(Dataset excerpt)
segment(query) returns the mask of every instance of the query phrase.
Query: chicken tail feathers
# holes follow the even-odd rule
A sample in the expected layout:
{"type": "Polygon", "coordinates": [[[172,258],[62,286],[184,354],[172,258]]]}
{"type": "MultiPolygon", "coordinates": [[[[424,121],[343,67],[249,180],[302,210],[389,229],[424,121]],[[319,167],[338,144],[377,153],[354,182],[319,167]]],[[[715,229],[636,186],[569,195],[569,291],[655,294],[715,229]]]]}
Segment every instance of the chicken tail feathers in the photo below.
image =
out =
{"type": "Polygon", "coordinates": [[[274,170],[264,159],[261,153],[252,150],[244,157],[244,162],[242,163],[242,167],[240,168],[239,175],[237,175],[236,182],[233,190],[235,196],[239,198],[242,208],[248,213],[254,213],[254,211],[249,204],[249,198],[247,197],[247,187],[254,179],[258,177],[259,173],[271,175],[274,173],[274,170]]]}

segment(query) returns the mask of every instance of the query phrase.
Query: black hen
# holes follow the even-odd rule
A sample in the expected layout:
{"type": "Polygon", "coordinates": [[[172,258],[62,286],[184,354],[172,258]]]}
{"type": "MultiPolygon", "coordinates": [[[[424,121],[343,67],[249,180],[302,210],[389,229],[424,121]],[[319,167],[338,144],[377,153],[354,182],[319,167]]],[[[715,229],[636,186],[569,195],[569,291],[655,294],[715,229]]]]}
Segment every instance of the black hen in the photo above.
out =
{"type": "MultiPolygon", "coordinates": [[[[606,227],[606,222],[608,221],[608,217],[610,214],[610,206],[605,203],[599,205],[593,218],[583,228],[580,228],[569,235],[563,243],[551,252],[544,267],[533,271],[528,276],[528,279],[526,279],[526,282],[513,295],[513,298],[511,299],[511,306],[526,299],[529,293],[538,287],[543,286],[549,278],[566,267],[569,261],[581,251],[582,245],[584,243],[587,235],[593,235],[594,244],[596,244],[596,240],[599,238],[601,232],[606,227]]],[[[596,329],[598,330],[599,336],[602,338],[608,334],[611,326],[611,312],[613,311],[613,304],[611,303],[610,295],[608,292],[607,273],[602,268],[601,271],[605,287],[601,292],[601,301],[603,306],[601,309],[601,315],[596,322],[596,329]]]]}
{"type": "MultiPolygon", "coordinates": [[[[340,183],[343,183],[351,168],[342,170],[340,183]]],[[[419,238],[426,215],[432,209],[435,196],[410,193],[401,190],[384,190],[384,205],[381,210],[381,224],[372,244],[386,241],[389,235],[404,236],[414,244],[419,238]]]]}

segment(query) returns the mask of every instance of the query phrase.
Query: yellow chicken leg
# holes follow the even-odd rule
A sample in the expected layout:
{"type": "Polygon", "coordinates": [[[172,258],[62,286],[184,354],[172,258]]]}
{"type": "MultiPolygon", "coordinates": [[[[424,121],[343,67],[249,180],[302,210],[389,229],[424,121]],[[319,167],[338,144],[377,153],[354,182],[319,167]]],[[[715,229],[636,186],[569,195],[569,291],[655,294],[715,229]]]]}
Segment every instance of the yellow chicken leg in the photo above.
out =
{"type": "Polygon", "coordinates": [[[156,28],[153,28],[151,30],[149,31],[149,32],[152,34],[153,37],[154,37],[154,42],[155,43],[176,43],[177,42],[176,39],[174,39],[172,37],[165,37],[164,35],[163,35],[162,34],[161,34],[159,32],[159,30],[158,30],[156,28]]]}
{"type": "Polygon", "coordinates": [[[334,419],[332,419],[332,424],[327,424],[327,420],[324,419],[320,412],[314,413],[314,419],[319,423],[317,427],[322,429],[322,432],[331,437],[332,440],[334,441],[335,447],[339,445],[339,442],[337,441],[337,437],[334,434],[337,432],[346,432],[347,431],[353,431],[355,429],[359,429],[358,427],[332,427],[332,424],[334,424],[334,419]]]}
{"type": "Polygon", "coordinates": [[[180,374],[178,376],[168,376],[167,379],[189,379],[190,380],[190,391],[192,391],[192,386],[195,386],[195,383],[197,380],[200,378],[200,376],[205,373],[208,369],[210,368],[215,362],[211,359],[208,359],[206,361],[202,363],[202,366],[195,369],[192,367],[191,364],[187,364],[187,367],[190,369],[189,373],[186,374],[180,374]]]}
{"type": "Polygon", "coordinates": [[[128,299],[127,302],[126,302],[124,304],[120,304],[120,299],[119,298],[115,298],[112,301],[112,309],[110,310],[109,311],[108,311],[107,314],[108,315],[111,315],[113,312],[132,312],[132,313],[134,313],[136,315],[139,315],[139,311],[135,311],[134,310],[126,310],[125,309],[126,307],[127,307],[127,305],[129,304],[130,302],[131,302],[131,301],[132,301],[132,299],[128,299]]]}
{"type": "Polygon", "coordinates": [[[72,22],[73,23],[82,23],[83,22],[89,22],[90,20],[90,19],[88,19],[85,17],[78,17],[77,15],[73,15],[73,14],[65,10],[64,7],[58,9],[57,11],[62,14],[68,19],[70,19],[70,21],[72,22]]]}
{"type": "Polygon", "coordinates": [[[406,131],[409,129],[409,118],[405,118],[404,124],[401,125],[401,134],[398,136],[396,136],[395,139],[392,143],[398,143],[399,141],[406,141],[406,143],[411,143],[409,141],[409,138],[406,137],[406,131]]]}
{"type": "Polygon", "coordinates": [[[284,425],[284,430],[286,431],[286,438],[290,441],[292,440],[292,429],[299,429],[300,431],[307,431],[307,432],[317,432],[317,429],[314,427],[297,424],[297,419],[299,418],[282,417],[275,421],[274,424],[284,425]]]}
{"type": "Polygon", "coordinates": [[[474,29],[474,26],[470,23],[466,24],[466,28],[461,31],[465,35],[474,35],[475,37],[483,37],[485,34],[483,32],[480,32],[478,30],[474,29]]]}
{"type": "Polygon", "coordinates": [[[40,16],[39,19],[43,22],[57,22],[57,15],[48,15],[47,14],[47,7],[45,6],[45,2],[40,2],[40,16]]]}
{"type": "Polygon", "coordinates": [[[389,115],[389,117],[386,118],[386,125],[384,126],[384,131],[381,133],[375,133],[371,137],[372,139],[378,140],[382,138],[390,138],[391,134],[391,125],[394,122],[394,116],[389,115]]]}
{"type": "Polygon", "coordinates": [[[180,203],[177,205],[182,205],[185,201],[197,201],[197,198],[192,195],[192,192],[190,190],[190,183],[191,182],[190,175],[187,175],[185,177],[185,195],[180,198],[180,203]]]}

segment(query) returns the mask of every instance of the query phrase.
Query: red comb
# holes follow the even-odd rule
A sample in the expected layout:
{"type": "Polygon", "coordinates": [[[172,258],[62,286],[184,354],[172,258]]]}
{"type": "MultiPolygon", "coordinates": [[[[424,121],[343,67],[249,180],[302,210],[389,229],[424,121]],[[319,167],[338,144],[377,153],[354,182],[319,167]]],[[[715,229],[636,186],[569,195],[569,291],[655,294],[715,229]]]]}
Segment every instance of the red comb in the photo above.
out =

■ Task objective ■
Repeat the records above exactly, leaving none out.

■ Task response ■
segment(query) returns the mask of every instance of the query phrase.
Query: chicken tail feathers
# holes follow the even-odd rule
A sample in the expected layout:
{"type": "Polygon", "coordinates": [[[172,258],[62,286],[184,354],[172,258]]]}
{"type": "MultiPolygon", "coordinates": [[[[424,121],[343,67],[249,180],[302,210],[389,229],[424,121]],[[319,167],[338,144],[377,153],[354,182],[319,167]]],[[[715,229],[636,186],[569,195],[569,291],[655,294],[715,229]]]]}
Segment every instance of the chicken tail feathers in the photo below.
image =
out =
{"type": "Polygon", "coordinates": [[[274,170],[264,159],[261,153],[252,150],[244,157],[244,162],[242,163],[242,167],[240,168],[239,175],[237,175],[236,182],[233,190],[235,196],[239,198],[242,208],[248,213],[254,213],[254,211],[249,204],[249,198],[247,197],[247,187],[254,179],[258,177],[259,173],[271,175],[274,173],[274,170]]]}

segment(query) returns the mask of every instance of the query phrase.
Query: black hen
# holes follow the even-odd rule
A sample in the expected layout:
{"type": "Polygon", "coordinates": [[[172,258],[62,286],[184,354],[172,258]]]}
{"type": "MultiPolygon", "coordinates": [[[[424,121],[343,67],[249,180],[302,210],[389,229],[424,121]],[[319,167],[338,144],[377,153],[354,182],[319,167]]],[[[715,229],[636,186],[569,195],[569,291],[655,294],[715,229]]]]}
Segment every instance of the black hen in the photo above.
out =
{"type": "MultiPolygon", "coordinates": [[[[606,227],[606,222],[608,221],[608,217],[610,214],[610,206],[605,203],[599,205],[593,218],[583,228],[580,228],[569,235],[563,243],[551,252],[544,267],[533,271],[528,276],[528,279],[526,279],[526,282],[513,295],[513,298],[511,299],[511,306],[526,299],[529,293],[538,287],[543,286],[549,278],[566,267],[569,261],[581,251],[582,245],[584,243],[587,235],[593,235],[594,244],[596,244],[596,240],[599,238],[601,232],[606,227]]],[[[596,329],[598,330],[599,336],[602,338],[608,334],[611,326],[611,312],[613,311],[613,304],[611,303],[610,295],[608,292],[607,273],[602,268],[601,271],[605,287],[601,292],[601,301],[603,306],[601,309],[601,315],[596,322],[596,329]]]]}
{"type": "MultiPolygon", "coordinates": [[[[340,183],[343,183],[351,168],[342,170],[340,183]]],[[[419,238],[426,215],[432,209],[435,196],[410,193],[401,190],[384,190],[384,205],[381,210],[381,224],[372,244],[386,241],[389,235],[404,236],[414,244],[419,238]]]]}

segment(query) returns the mask of every instance of the query phrase.
Query: yellow chicken leg
# holes follow the even-odd rule
A sample in the expected layout:
{"type": "Polygon", "coordinates": [[[172,258],[62,286],[184,354],[172,258]]]}
{"type": "MultiPolygon", "coordinates": [[[[424,121],[343,67],[249,180],[302,210],[389,229],[424,121]],[[319,167],[338,144],[377,153],[354,182],[319,167]]],[[[715,229],[636,186],[569,195],[569,291],[655,294],[715,229]]]]}
Segment every instance of the yellow chicken leg in the photo above.
out =
{"type": "Polygon", "coordinates": [[[156,28],[153,28],[151,30],[149,31],[149,32],[152,34],[153,37],[154,37],[154,42],[155,43],[176,43],[177,42],[176,39],[174,39],[172,37],[165,37],[164,35],[163,35],[162,34],[161,34],[159,32],[159,30],[158,30],[156,28]]]}
{"type": "Polygon", "coordinates": [[[334,419],[332,419],[332,424],[327,424],[327,420],[324,419],[320,412],[314,413],[314,419],[319,423],[317,427],[322,429],[322,432],[331,437],[332,440],[334,441],[335,447],[339,445],[339,442],[337,441],[337,437],[334,434],[337,432],[346,432],[347,431],[353,431],[355,429],[359,429],[358,427],[332,427],[332,424],[334,424],[334,419]]]}
{"type": "Polygon", "coordinates": [[[180,374],[178,376],[168,376],[167,379],[189,379],[190,380],[190,391],[192,391],[192,386],[195,386],[195,383],[197,380],[200,378],[200,376],[205,373],[208,369],[210,368],[215,362],[211,359],[208,359],[206,361],[202,363],[202,366],[195,369],[192,367],[191,364],[187,364],[187,367],[190,369],[189,373],[186,374],[180,374]]]}
{"type": "Polygon", "coordinates": [[[128,299],[127,302],[126,302],[124,304],[120,304],[120,299],[119,298],[115,298],[112,301],[112,309],[110,310],[109,311],[108,311],[107,314],[108,315],[111,315],[113,312],[132,312],[132,313],[134,313],[136,315],[139,315],[139,311],[135,311],[134,310],[126,310],[125,309],[126,307],[127,307],[127,305],[129,304],[130,302],[131,302],[131,301],[132,301],[132,299],[128,299]]]}
{"type": "Polygon", "coordinates": [[[72,22],[73,23],[82,23],[83,22],[89,22],[90,20],[90,19],[88,19],[85,17],[78,17],[77,15],[73,15],[73,14],[65,10],[64,7],[58,9],[57,11],[62,14],[68,19],[70,19],[70,21],[72,22]]]}
{"type": "Polygon", "coordinates": [[[406,131],[409,129],[409,118],[405,118],[404,124],[401,125],[401,134],[398,136],[396,136],[395,139],[392,143],[398,143],[399,141],[406,141],[406,143],[411,143],[409,141],[409,138],[406,137],[406,131]]]}
{"type": "Polygon", "coordinates": [[[284,425],[284,430],[286,431],[286,438],[290,441],[292,440],[292,429],[299,429],[300,431],[307,431],[307,432],[317,432],[317,429],[314,427],[297,424],[297,419],[299,418],[282,417],[275,421],[274,424],[284,425]]]}
{"type": "Polygon", "coordinates": [[[474,29],[474,26],[470,23],[466,24],[466,28],[461,31],[465,35],[474,35],[475,37],[483,37],[485,34],[483,32],[480,32],[478,30],[474,29]]]}
{"type": "Polygon", "coordinates": [[[40,16],[39,19],[43,22],[57,22],[57,15],[48,15],[47,14],[47,7],[45,6],[45,2],[40,2],[40,16]]]}
{"type": "Polygon", "coordinates": [[[389,115],[389,117],[386,118],[386,125],[384,126],[384,131],[381,133],[375,133],[371,137],[372,139],[378,140],[382,138],[390,138],[391,134],[391,125],[394,122],[394,116],[389,115]]]}
{"type": "Polygon", "coordinates": [[[180,203],[177,205],[182,205],[185,201],[197,201],[197,198],[192,195],[192,192],[190,190],[190,183],[191,182],[190,175],[187,175],[185,177],[185,195],[180,198],[180,203]]]}

segment(query) returns the mask of every instance of the query phrase.
Query: red comb
# holes follow the even-odd rule
A sample in the expected layout:
{"type": "Polygon", "coordinates": [[[172,258],[62,286],[184,354],[172,258]]]}
{"type": "MultiPolygon", "coordinates": [[[[424,121],[343,67],[249,180],[302,210],[389,229],[424,121]],[[319,167],[338,144],[377,153],[354,182],[319,167]]],[[[715,229],[636,186],[569,195],[569,291],[655,294],[715,229]]]]}
Segment every instance of the red comb in the photo above.
out =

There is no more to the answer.